* _Given text_:
____

Former Attorney General William Barr says President Donald Trump’s conduct as a violent mob of his supporters stormed the U.S. Capitol was a “betrayal of his office and supporters.”

In a statement to The Associated Press, Barr said Thursday that “orchestrating a mob to pressure Congress is inexcusable.”

Barr was one of Trump’s most loyal and ardent defenders in the Cabinet.

His comments come a day after angry and armed protesters broke into the U.S. Capitol, forcing Congress members to halt the ongoing vote to certify President-elect Joe Biden’s election and then flee from the House and Senate chambers.

Barr resigned last month amid lingering tension over the president’s baseless claims of election fraud and the investigation into Biden’s son.

Of course, Barr himself encouraged the violence yesterday.

That’s because, less than a year ago, he treated a threat against a sitting judge issued by some of the men who organized yesterday’s actions as a “technicality” not worthy of a sentencing enhancement for Roger Stone.

____

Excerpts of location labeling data
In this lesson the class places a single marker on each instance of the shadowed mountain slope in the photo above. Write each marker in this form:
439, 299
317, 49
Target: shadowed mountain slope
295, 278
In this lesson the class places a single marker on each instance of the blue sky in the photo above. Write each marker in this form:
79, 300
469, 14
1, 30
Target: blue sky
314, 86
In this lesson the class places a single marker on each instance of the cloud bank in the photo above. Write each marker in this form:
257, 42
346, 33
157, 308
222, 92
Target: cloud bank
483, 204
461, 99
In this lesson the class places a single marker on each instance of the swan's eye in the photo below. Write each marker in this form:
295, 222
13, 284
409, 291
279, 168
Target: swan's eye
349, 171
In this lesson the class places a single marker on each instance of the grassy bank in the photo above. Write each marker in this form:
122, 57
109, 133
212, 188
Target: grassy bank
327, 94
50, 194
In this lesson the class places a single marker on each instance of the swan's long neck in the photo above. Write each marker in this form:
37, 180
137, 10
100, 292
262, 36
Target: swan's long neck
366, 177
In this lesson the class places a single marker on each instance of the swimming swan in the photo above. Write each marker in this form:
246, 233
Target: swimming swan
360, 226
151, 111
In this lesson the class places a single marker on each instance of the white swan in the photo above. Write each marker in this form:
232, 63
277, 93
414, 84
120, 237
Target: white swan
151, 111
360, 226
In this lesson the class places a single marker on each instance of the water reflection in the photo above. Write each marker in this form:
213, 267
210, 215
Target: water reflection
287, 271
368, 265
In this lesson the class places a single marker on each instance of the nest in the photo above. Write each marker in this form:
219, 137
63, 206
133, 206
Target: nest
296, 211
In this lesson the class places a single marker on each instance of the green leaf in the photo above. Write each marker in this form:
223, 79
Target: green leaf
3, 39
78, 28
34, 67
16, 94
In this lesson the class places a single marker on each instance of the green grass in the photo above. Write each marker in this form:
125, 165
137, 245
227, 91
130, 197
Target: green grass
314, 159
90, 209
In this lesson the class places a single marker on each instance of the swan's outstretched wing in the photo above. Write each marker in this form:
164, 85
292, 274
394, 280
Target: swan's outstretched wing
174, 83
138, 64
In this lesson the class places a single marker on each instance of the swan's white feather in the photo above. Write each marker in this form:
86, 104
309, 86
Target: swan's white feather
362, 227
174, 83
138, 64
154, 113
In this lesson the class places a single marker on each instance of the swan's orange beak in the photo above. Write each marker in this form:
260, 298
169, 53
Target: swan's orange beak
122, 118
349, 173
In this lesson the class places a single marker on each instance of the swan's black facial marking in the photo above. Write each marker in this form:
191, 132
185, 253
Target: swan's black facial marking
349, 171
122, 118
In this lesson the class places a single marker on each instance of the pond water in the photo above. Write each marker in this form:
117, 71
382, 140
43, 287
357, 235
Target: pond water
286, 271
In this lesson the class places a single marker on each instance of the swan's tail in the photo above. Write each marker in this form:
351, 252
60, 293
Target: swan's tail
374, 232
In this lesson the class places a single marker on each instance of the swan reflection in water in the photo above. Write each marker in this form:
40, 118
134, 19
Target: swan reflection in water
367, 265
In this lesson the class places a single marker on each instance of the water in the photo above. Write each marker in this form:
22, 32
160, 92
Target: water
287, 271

____

* _Exercise tasks_:
• a. Answer these questions from the text about William Barr:
(i) To which news organization did Barr give his statement?
(ii) What vote was Congress holding when the protesters broke into the Capitol?
(iii) For whom does the text say the threat against a judge was not treated as worthy of a sentencing enhancement?
• b. Tally the lines of the rows that contain the word "orange", and give only the number.

* _Outputs_:
• a.
(i) The Associated Press.
(ii) The vote to certify President-elect Joe Biden's election.
(iii) Roger Stone.

• b. 2